Extrait choisi >>
· · · · ·
A l’époque bien lointaine de la « croisade eucharistique », les enfants du catéchisme étaient invités à cocher tous les jours le sacrifice qu’ils offraient au Seigneur et qui se traduisait souvent par telle ou telle privation de friandise ou de « gros mots». Cette habitude avait l’avantage d’apprendre, très jeune, qu’un choix exige toujours un renoncement. Notion bien désuète, bannie de l’éducation actuelle, tant « avoir tout et tout de suite » est devenu la norme commune. Il convient de souligner cependant, qu’à l’occasion de l’acte héroïque du Colonel Beltrame ou de l’assassinat de membres du maintien de l’ordre, le mot a repris quelques couleurs.
Le sacrifice est dans les gènes de toutes les religions. Dieu créateur assimilé au propriétaire de la terre doit recevoir sa part de récoltes, de bétail, de vie symbolisée par le sang, ne serait-ce que pour maintenir le « circuit vital » entre l’Etre et les êtres. Et quand on estime que la relation entre les créatures et l’Auteur de toutes choses se détériore (tempêtes, orages, tremblements de terre, inondations, guerres en étant les signes les plus évidents), il est recommandé d’augmenter le quota des offrandes pour apaiser sa colère. Cette coutume, à tendance inflationniste, exige tout un appareillage de temples, de lieux sacrés, d’autels ainsi que l’organisation de fonctions et d’un personnel dédiés à ces tâches liturgiques. Selon la plus ou moins grande proximité avec la ou les divinités, une hiérarchie se met en place ainsi que des seuils ou des clôtures de séparation et de distanciation. Le livre des Lévites (Lévitique) dans la Bible fourmille de détails quant au rôle, à l’habillement, aux coiffures, aux purifications, aux droits et devoirs exigés pour chacune de ces spécialités. Le sacerdoce chrétien a largement puisé dans cet héritage.
Cependant la première Alliance, elle-même, soupçonnait déjà que le pardon n’était pas lié à la valeur de l’animal ou à la quantité de viande qui brûlait sur l’autel mais à l’infinie miséricorde de Dieu. Et lorsque l’exil à Babylone priva le peuple de temple, il fallut bien convenir que le sacrifice des lèvres (la prière et la louange) associé à l’aumône était le culte le plus efficace à rendre à ce Dieu qui, lui aussi, avait pris le chemin de la captivité. Nos ancêtres dans la Foi avaient déjà bien compris que la communion à Dieu ne dépendait ni de la quantité des offrandes consumées, ni du degré de souffrance consenti, ni de l’exploit de la performance ascétique réussi mais plutôt de la qualité d’un cœur « brisé et broyé » par l’amour (Psaume 50). Mais les schémas mentaux ont la vie dure !
· · · · ·
Données fournies >>
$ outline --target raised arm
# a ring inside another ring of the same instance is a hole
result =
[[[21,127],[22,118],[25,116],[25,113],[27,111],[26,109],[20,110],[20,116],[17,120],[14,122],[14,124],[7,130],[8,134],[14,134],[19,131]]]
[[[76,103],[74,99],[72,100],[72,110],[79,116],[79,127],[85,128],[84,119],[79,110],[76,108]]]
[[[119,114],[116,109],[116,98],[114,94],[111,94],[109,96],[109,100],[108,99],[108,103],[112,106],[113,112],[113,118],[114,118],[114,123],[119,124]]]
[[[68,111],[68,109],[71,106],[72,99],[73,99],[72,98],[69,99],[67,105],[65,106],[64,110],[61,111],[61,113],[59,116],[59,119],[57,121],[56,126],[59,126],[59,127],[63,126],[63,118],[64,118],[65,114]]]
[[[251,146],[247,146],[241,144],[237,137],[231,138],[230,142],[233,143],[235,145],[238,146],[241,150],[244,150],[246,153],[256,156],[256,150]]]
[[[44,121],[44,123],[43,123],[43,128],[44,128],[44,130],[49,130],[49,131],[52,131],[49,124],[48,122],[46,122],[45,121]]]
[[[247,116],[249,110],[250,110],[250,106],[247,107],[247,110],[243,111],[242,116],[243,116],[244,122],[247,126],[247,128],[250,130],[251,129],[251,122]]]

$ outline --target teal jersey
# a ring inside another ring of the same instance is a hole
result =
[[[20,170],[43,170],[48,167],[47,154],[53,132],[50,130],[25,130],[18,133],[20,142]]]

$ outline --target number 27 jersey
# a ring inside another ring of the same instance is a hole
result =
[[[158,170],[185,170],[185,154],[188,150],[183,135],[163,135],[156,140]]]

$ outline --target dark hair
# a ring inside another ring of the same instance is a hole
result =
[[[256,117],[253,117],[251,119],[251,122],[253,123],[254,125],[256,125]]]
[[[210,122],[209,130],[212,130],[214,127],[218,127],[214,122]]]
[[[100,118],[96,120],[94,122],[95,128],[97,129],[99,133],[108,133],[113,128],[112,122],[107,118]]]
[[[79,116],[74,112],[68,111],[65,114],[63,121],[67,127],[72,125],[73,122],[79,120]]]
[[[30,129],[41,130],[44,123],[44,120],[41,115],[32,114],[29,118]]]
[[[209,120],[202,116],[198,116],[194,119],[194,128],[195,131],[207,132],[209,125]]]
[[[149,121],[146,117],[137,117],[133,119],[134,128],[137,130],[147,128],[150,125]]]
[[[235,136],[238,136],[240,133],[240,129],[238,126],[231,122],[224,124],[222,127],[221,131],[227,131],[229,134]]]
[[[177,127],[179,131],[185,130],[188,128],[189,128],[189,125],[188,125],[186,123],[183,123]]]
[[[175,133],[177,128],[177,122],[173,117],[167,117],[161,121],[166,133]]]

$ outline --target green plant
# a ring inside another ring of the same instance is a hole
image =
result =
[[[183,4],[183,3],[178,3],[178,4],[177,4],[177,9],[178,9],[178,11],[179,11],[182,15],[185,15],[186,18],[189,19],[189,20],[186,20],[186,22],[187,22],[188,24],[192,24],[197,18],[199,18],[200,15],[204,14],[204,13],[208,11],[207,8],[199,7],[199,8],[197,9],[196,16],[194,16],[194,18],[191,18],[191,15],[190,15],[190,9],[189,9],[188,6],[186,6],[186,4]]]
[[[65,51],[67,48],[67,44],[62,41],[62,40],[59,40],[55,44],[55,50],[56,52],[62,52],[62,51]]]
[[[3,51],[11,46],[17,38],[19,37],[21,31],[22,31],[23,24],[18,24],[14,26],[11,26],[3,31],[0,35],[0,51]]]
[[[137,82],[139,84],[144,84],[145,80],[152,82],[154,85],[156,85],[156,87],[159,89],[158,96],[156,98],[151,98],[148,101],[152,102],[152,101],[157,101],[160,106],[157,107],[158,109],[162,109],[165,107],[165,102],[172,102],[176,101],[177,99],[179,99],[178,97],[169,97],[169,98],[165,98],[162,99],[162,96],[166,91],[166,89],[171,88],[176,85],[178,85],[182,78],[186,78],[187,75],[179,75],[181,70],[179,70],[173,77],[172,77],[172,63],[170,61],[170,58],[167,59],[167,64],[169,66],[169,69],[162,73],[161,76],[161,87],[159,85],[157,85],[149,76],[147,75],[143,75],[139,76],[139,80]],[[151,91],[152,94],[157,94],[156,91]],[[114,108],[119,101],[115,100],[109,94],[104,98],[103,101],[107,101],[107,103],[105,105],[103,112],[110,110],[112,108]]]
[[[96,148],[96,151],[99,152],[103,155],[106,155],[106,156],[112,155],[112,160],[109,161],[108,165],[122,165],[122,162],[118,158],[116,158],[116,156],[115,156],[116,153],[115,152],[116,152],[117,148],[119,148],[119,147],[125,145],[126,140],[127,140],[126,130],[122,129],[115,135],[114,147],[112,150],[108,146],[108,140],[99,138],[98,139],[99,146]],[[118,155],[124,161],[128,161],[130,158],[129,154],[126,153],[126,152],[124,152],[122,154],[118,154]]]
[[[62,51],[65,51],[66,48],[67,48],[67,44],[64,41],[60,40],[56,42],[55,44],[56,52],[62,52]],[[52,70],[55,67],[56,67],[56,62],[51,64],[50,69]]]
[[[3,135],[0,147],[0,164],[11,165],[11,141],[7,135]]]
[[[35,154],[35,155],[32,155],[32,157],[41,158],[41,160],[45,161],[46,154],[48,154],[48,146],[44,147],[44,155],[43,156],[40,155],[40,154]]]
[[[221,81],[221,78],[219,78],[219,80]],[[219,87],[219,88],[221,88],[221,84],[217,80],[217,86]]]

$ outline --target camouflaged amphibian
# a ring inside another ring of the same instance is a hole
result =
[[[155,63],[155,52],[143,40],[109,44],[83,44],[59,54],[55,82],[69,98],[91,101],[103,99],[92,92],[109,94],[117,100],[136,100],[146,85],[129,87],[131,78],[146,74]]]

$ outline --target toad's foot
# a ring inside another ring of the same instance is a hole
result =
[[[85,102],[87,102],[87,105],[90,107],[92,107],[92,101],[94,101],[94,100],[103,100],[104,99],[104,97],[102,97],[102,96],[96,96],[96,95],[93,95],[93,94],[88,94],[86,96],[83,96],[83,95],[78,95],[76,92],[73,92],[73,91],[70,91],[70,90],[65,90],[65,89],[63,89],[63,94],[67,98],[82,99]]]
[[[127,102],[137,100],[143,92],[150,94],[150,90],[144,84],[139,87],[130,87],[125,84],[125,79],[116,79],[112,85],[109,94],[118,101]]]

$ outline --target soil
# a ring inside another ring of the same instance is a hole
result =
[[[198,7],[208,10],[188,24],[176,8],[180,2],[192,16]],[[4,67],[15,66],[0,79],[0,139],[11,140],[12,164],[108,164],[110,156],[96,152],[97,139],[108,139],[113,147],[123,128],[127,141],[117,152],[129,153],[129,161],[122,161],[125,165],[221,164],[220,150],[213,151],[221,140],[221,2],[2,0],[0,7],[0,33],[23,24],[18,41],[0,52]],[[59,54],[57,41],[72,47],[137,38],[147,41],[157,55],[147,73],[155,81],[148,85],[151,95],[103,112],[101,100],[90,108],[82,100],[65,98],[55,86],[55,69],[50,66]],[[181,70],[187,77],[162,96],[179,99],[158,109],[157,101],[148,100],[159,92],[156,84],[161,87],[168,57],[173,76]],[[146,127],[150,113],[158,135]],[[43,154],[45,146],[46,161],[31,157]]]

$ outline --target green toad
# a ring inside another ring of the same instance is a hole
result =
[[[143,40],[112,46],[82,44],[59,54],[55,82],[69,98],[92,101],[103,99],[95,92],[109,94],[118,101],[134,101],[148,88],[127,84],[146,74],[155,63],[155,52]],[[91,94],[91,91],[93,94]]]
· · · · ·
Travail demandé >>
1 - D'après l'extrait choisi, quel livre de la Bible fourmille de détails sur le rôle, l'habillement et les purifications propres à chaque spécialité liturgique ?
2 - Réécrivez le passage de l'extrait choisi qui commence à « A l’époque bien » et se termine à « repris quelques couleurs. », en remplaçant « friandise » par « dessert ».

Corrigé des exercices >>
1 - Le livre des Lévites (Lévitique).

2 -
A l’époque bien lointaine de la « croisade eucharistique », les enfants du catéchisme étaient invités à cocher tous les jours le sacrifice qu’ils offraient au Seigneur et qui se traduisait souvent par telle ou telle privation de dessert ou de « gros mots». Cette habitude avait l’avantage d’apprendre, très jeune, qu’un choix exige toujours un renoncement. Notion bien désuète, bannie de l’éducation actuelle, tant « avoir tout et tout de suite » est devenu la norme commune. Il convient de souligner cependant, qu’à l’occasion de l’acte héroïque du Colonel Beltrame ou de l’assassinat de membres du maintien de l’ordre, le mot a repris quelques couleurs.